#### Articolo
Ransomware: pronti a tutto
Potrebbe non essere una sorpresa, forse, il fatto che le aziende in UK continuino ad impilare bitcoin per cercare di essere sempre più pronte contro i ransomware. Una ricerca di giugno 2016 di Citrix ha svelato che il 35% delle grandi aziende con più di 2.000 dipendenti pagherebbe fino a 50.000£ per riappropriarsi dei dati più sensibili dopo un attacco.

Purtroppo è vero che i danni causati dall’attacco dei ransomware più sofisticati sono difficili da rimediare una volta che i dati di un’organizzazione sono stati crittografati, se non si paga il riscatto. Tuttavia, pagare il riscatto non è mai consigliabile, perché questo rappresenta un successo per i cybercriminali e li incoraggia a commettere altri attacchi in futuro. Non c’è nessuna garanzia che la chiave per risolvere la crittografia venga davvero consegnata alla vittima.
########
#### Dati grezzi
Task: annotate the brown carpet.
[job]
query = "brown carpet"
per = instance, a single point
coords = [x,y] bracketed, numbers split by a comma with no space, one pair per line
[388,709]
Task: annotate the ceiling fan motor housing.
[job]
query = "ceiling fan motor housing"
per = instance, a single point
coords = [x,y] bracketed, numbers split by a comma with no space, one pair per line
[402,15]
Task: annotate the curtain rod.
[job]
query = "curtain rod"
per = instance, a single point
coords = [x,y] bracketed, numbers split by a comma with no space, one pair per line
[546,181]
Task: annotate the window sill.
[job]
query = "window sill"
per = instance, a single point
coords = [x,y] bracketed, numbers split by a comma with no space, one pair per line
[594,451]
########
▶ Elenco dei compiti
- a) Traduci in inglese questa frase dell'articolo sul ransomware: «Non c’è nessuna garanzia che la chiave per risolvere la crittografia venga davvero consegnata alla vittima.»
- b) Trascrivi fedelmente dall'articolo sul ransomware il passo che comincia con «Ransomware: pronti a» e prosegue fino a «consegnata alla vittima.».

▶ Risposte ai compiti
- a) There is no guarantee that the key to undo the encryption will actually be handed over to the victim.

- b)
Ransomware: pronti a tutto
Potrebbe non essere una sorpresa, forse, il fatto che le aziende in UK continuino ad impilare bitcoin per cercare di essere sempre più pronte contro i ransomware. Una ricerca di giugno 2016 di Citrix ha svelato che il 35% delle grandi aziende con più di 2.000 dipendenti pagherebbe fino a 50.000£ per riappropriarsi dei dati più sensibili dopo un attacco.

Purtroppo è vero che i danni causati dall’attacco dei ransomware più sofisticati sono difficili da rimediare una volta che i dati di un’organizzazione sono stati crittografati, se non si paga il riscatto. Tuttavia, pagare il riscatto non è mai consigliabile, perché questo rappresenta un successo per i cybercriminali e li incoraggia a commettere altri attacchi in futuro. Non c’è nessuna garanzia che la chiave per risolvere la crittografia venga davvero consegnata alla vittima.